START Selected text

Chlamydia is the most common sexually transmitted infection in the world. According to the World Health Organization, there were an estimated 374 million new sexually transmitted infections in 2020, of which 129 million were classified as chlamydia. Sexually active individuals and individuals with multiple partners are at highest risk. In men, C. trachomatis  infection can lead to inflammation of the urethra, also referred to as urethritis. C. trachomatis  infections in women may lead to inflammation of the cervix. An untreated infection may spread to the uterus or the fallopian tubes, causing salpingitis or pelvic inflammatory disease. These conditions can lead to infertility and increase the risk of ectopic pregnancy. 

C. trachomatis  bacteria are transmitted by having vaginal, anal or oral sex with someone who is infected. Infection of a pregnant woman may spread to the uterus after delivery (late postpartum endometritis). In addition, the infant may develop C. trachomatis -related conjunctivitis (eye infection) and pneumonia.

There is no vaccine to prevent chlamydia. However, sexually active people can follow preventative steps to reduce the risk of acquiring C. trachomatis, including:

  • Proper use of latex condoms for males and polyurethane dental dams for females

  • Limiting the number of sex partners

  • Regular screening for chlamydia

A mutually monogamous sexual relationship with an uninfected partner or abstinence are the most effective ways to avoid infection.

Many people with chlamydia have no symptoms, especially in the early stages of the infection, which is why it is recommended for sexually active people to be screened. Females with symptoms of chlamydia may experience:

  • Vaginal discharge

  • Vaginal itching

  • Vaginal bleeding when not menstruating

  • Painful sexual intercourse

Men with chlamydia may experience discharge from the penis or swelling and pain in the testicles. For those with chlamydia symptoms, it is advised to seek a diagnosis.

END Selected text

Work request A:
Rewrite everything in the chlamydia text from "A mutually monogamous" down to "seek a diagnosis.", using "signs" in place of "symptoms".
Work request B:
Extend the chlamydia text by picking up after its final sentence.

START Data

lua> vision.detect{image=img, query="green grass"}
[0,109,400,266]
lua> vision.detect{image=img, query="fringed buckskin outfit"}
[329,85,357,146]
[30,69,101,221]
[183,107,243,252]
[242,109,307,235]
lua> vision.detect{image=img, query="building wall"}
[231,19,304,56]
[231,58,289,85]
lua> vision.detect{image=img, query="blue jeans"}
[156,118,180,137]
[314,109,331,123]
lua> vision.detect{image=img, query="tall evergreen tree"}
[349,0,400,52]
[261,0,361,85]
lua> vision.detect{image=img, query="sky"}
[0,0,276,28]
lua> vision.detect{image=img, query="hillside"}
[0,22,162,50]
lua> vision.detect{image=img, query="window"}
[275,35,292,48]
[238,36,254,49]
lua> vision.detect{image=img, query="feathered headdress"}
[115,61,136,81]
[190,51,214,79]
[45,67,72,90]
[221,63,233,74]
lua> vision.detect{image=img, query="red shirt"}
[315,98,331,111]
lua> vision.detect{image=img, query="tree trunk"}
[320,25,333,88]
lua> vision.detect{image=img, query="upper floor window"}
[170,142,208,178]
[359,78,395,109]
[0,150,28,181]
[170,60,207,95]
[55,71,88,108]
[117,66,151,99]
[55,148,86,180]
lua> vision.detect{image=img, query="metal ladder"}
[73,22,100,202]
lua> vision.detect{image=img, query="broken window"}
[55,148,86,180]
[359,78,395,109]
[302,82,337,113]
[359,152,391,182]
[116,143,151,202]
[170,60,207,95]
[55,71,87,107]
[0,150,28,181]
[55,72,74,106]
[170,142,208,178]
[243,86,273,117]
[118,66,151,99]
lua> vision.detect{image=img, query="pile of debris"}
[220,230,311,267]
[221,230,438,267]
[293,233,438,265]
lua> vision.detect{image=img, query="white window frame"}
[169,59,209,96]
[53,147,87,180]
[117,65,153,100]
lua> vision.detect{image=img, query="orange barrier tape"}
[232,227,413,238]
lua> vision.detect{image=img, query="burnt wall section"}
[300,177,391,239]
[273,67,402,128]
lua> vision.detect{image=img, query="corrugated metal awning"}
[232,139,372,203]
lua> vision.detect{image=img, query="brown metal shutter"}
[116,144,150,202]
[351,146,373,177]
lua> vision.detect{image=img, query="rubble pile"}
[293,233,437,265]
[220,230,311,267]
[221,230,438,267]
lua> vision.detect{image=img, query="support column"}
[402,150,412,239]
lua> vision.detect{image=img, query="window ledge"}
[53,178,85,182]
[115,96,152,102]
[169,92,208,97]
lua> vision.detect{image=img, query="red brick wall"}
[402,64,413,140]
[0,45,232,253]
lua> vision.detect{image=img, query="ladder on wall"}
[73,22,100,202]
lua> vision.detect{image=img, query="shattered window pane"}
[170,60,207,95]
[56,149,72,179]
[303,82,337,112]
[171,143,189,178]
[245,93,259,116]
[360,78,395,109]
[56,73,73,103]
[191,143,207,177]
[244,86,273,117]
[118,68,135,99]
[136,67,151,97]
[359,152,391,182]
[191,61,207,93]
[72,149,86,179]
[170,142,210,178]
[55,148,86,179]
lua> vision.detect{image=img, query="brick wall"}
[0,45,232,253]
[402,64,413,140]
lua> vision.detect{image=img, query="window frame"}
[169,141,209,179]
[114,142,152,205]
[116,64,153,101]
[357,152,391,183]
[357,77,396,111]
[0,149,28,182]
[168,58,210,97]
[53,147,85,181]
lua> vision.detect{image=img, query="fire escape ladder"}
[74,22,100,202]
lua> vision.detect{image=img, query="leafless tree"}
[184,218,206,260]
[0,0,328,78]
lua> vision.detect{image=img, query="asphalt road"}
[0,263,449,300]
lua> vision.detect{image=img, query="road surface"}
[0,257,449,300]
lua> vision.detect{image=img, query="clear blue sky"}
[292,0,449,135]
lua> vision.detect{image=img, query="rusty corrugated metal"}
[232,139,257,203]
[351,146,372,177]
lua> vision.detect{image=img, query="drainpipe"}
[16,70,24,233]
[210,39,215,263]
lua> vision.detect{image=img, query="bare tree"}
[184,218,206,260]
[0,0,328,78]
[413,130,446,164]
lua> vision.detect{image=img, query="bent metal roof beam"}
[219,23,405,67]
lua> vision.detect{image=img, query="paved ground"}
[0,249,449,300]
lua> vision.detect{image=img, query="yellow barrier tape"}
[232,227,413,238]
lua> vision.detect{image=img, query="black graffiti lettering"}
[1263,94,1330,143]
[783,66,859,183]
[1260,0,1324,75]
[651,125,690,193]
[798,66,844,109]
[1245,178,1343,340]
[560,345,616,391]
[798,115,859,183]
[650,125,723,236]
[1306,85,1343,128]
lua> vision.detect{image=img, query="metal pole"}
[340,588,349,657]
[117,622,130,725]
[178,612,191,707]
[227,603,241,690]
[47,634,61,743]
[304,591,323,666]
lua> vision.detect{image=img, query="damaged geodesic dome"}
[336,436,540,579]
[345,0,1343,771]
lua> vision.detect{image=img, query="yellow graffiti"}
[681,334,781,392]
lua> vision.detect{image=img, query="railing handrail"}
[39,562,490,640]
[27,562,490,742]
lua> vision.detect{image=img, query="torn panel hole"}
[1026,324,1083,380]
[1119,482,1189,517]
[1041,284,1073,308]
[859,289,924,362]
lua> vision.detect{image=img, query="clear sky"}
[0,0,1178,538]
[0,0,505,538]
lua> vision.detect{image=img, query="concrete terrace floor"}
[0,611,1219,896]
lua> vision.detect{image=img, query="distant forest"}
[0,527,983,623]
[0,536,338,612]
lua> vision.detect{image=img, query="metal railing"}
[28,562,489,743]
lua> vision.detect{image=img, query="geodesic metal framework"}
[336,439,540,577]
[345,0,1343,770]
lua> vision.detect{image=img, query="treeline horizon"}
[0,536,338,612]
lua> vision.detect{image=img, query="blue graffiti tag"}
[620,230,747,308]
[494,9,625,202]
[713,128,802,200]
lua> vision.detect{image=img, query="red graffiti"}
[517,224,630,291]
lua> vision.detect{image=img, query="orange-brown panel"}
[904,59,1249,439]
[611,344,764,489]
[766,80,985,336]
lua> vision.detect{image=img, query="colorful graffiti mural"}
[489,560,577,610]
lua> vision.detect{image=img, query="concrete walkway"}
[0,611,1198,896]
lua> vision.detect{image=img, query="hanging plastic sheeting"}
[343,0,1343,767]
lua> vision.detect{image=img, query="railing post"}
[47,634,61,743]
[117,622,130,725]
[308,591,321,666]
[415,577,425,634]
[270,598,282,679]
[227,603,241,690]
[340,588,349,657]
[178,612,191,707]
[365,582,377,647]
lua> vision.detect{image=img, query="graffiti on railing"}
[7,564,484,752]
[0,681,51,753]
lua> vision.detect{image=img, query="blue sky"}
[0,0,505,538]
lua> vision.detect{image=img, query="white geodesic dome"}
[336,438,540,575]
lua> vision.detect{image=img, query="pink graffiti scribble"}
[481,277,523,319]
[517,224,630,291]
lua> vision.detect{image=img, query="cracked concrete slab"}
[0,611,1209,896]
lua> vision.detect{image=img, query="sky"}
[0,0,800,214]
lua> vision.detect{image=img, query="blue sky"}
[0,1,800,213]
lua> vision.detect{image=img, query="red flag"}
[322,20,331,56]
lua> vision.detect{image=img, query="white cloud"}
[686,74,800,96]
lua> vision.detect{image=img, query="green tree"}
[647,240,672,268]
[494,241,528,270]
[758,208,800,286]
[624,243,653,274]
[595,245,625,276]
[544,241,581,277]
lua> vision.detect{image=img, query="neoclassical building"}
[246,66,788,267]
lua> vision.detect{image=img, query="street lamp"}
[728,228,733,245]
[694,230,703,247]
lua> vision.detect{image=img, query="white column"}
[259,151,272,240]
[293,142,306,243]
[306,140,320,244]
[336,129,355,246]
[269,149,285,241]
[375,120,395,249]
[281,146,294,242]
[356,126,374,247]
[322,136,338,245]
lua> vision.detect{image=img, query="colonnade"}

END Data

Task response A:
A mutually monogamous sexual relationship with an uninfected partner or abstinence are the most effective ways to avoid infection.

Many people with chlamydia have no signs, especially in the early stages of the infection, which is why it is recommended for sexually active people to be screened. Females with signs of chlamydia may experience:

  • Vaginal discharge

  • Vaginal itching

  • Vaginal bleeding when not menstruating

  • Painful sexual intercourse

Men with chlamydia may experience discharge from the penis or swelling and pain in the testicles. For those with chlamydia signs, it is advised to seek a diagnosis.

Task response B:
The diagnosis of a C. trachomatis infection involves sampling of the urethral discharge in males or cervical secretions in females. If an individual engages in anal sexual contact, samples from the rectum may also be required for testing. Traditionally, samples have been tested utilizing fluorescent or monoclonal antibody tests, DNA probe tests, or cell culture methods. Nucleic acid amplification tests, such as polymerase chain reaction and transcription mediated amplification, are now routinely used to identify C. trachomatis.

Standard treatment for chlamydia is the administration of antibiotics, including:

  • Tetracyclines

  • Azithromycin

  • Erythromycin 

Co-infection with gonorrhea or syphilis is common, so patients with signs and symptoms of a sexually transmitted infection should be screened for other sexually transmitted diseases as well. Upon a positive result, all sexual partners should be notified to also be screened for chlamydia. All sexual partners must be treated individually to prevent the transmission, and re-transmission, of the infection. There is no significant immunity following an infection, and individuals may repeatedly contract the disease. A follow-up evaluation may be done four weeks after treatment to determine if the infection has been resolved.